● ABOUT THIS TASK
Restate word for word the line containing "Task: locate the yellow" and all remaining lines of the entries below.

─── DATA FOR ANALYSIS

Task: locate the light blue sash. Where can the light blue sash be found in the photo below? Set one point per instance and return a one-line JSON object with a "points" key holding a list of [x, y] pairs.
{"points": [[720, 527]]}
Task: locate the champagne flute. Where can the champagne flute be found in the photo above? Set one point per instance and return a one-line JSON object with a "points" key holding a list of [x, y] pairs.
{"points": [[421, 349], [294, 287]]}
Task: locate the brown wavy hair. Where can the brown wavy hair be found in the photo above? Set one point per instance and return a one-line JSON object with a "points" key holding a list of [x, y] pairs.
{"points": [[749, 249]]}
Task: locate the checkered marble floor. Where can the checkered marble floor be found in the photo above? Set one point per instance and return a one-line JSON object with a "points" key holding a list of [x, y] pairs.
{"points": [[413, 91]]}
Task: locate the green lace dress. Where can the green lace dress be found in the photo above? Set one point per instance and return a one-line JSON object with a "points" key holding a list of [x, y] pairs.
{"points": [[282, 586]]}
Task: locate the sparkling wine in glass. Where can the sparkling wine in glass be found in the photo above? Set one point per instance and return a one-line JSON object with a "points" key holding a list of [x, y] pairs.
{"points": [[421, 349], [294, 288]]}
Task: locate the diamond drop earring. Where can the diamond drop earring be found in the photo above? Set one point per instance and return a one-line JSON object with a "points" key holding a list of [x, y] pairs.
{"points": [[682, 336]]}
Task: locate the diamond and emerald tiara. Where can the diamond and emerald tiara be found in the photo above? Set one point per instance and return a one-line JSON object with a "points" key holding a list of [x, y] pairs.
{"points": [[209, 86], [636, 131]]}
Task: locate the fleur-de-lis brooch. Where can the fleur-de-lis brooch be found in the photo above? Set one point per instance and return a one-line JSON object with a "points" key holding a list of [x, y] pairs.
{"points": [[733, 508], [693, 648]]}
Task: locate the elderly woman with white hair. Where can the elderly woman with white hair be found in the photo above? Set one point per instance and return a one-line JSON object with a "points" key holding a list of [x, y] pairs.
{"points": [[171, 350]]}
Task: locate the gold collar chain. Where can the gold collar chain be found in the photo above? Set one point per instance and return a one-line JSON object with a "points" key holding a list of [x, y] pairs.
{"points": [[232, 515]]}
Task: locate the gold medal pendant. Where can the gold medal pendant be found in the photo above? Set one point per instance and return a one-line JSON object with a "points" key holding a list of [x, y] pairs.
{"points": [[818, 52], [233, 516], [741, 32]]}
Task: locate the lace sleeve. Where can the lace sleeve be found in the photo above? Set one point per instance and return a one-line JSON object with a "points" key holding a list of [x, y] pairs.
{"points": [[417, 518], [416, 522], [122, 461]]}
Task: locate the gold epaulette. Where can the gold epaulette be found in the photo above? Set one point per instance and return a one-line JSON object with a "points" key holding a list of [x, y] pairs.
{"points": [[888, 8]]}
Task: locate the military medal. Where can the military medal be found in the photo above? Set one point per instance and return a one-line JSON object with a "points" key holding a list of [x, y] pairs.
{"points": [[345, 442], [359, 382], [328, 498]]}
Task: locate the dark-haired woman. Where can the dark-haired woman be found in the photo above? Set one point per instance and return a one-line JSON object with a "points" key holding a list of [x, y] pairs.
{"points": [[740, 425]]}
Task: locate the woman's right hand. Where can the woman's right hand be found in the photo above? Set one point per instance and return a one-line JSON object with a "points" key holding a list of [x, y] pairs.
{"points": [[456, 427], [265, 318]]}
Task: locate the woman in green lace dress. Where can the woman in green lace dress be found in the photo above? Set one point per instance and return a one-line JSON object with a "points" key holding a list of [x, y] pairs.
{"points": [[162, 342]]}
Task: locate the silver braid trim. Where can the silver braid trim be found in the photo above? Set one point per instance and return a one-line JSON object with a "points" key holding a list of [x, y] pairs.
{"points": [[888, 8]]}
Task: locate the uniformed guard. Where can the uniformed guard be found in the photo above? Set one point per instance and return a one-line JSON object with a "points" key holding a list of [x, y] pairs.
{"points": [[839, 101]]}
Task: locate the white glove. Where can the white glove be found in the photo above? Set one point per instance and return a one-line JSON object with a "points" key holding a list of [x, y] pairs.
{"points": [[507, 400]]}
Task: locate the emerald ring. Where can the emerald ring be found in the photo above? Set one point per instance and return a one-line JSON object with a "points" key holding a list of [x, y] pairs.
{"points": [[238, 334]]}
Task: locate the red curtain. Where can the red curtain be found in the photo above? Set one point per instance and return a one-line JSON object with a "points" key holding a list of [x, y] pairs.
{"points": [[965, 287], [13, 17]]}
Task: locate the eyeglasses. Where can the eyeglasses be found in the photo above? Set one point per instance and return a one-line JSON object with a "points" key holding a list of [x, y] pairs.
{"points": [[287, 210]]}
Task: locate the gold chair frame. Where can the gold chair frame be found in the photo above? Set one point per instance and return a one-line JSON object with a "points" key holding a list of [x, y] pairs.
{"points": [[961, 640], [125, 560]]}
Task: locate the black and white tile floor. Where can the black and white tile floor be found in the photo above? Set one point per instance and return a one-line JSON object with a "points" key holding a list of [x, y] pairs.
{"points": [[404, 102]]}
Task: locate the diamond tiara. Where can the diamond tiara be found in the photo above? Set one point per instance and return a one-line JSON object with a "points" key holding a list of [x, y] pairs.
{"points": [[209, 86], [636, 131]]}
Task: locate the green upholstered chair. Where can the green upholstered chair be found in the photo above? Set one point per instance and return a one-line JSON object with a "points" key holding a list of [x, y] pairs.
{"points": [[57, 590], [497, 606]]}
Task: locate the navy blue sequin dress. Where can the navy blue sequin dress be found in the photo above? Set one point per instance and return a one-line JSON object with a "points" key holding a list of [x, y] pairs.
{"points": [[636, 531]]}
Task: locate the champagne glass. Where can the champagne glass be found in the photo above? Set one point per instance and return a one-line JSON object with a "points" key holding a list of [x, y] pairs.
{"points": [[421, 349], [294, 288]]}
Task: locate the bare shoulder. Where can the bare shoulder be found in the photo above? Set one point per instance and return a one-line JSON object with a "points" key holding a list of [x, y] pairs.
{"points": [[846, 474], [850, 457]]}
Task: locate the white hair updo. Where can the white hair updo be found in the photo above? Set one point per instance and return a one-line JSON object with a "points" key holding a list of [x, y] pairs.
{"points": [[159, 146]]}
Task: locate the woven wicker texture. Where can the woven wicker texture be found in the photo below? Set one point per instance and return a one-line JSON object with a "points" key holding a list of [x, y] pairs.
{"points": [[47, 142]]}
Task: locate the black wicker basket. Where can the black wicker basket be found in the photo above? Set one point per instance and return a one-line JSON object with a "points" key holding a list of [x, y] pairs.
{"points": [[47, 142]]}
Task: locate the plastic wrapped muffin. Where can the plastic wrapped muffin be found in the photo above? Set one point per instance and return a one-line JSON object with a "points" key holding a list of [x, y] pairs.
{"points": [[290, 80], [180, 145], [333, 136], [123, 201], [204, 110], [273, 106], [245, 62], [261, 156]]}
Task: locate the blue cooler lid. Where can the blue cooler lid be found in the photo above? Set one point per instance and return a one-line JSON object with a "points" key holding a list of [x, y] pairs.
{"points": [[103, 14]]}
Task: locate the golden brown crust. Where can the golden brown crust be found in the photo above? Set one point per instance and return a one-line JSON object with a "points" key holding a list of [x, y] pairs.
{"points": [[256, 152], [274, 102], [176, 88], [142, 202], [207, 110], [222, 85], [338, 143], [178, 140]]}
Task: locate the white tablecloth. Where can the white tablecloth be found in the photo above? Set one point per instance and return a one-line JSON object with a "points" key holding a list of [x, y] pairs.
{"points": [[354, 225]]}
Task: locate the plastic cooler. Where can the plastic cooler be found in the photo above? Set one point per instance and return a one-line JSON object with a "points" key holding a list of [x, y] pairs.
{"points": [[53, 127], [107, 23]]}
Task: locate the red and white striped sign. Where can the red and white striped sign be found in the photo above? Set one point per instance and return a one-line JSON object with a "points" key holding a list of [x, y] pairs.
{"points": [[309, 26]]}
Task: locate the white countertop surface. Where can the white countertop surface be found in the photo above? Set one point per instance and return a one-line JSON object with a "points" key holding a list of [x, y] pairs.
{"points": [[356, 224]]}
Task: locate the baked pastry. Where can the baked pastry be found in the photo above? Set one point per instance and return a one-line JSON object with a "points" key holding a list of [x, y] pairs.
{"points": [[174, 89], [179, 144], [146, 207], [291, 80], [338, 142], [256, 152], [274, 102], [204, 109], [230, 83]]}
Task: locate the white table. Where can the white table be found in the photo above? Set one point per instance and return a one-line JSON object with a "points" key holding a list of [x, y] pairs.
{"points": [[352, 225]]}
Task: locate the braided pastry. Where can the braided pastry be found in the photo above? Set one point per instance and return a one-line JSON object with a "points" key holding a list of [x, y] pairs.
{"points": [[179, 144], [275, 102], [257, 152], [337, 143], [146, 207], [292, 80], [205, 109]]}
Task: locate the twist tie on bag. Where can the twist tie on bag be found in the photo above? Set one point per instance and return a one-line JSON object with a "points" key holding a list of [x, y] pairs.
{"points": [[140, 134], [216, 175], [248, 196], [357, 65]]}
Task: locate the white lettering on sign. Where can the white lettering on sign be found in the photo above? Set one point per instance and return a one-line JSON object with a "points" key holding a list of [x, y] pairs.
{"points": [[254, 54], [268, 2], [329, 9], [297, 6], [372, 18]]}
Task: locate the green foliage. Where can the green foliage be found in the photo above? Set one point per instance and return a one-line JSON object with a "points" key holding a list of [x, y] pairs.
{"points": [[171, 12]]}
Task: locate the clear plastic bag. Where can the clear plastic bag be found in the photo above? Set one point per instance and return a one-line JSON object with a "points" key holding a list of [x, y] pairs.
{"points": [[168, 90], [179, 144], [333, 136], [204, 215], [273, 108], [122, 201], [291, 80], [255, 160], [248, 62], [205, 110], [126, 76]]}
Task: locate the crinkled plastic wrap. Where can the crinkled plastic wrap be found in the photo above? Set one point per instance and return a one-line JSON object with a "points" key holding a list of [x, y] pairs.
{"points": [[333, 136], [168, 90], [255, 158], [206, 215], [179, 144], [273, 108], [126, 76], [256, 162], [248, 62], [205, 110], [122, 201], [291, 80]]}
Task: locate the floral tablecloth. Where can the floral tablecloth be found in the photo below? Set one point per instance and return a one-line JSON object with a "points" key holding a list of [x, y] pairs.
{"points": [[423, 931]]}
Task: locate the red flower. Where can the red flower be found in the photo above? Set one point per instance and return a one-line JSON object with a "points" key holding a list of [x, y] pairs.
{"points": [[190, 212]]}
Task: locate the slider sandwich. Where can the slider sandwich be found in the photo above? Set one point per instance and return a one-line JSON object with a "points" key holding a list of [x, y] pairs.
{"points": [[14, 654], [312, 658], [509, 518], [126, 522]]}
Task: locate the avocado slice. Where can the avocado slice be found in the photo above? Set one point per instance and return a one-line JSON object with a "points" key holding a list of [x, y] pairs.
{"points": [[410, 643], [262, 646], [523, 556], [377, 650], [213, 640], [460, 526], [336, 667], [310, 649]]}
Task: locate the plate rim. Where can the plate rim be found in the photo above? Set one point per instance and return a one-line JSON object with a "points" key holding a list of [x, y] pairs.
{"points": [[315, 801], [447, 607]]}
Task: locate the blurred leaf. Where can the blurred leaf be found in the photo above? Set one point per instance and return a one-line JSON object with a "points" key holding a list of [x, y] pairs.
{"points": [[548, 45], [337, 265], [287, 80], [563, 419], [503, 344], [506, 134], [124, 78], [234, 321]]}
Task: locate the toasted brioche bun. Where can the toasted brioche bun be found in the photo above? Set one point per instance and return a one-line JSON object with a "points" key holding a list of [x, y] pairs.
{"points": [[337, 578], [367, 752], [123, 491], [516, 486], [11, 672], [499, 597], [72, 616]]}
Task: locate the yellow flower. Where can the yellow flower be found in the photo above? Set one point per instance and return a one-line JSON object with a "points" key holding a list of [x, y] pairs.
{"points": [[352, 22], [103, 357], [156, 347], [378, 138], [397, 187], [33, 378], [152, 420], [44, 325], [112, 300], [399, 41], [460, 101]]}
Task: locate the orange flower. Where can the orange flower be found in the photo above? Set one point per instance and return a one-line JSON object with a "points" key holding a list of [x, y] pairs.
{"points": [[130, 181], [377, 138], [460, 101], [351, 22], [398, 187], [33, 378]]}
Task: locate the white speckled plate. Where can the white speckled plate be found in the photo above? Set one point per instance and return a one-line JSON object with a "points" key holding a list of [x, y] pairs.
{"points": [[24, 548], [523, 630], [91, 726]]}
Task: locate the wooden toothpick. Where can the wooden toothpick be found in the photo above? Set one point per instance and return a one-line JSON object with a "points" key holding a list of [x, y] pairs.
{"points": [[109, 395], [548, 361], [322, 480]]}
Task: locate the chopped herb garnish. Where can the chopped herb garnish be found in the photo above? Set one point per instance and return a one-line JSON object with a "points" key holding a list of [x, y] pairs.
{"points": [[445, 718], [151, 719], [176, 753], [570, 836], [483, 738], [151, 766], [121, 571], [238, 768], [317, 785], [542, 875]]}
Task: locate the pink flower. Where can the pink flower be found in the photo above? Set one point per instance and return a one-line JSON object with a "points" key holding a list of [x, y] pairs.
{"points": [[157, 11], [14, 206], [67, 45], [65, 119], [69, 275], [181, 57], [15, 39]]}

──────

● TASK RESULT
Task: locate the yellow flower. Where can the yellow flower be found in the photo above? Set one point per instance and return a one-line JSON object with a "points" key holding a list of [x, y] pairs.
{"points": [[352, 22], [103, 357], [156, 347], [378, 138], [397, 187], [33, 378], [152, 420], [44, 325], [112, 300], [399, 41], [460, 101]]}
Task: locate the orange flower. Where can the orange flower be found in the photo above? Set one point per instance and return a one-line JSON object with a "points" key holding a list of [x, y] pairs.
{"points": [[130, 181], [377, 138], [460, 101], [351, 22], [398, 187], [33, 378]]}
Task: locate the white speckled plate. Where can the white speckled plate be found in the photo above? Set one point per instance and return a one-line JSON object with a "points" key holding a list of [x, y] pairs.
{"points": [[24, 548], [523, 630], [91, 726]]}
Task: locate the wooden toothpick. Where can the wooden toothpick be found in the photo above? Set one point per instance and return a one-line JSON object with a "points" key holding a list of [x, y] pairs.
{"points": [[109, 395], [548, 361], [322, 480]]}
Task: locate the chopped herb garnish. Where can the chopped herb garnish be found in the photo above? Set one point per instance and return a one-line JSON object with a "points" key holding a list of [x, y] pairs.
{"points": [[445, 718], [151, 719], [176, 753], [570, 836], [483, 738], [151, 766], [121, 571], [238, 768], [317, 785], [542, 875]]}
Task: locate the pink flower. Where can the pink flower be found in the photo above? Set one point per instance and return a one-line JSON object with a "points" key holding a list of [x, y] pairs.
{"points": [[157, 11], [14, 206], [67, 45], [65, 119], [69, 275], [181, 57], [15, 39]]}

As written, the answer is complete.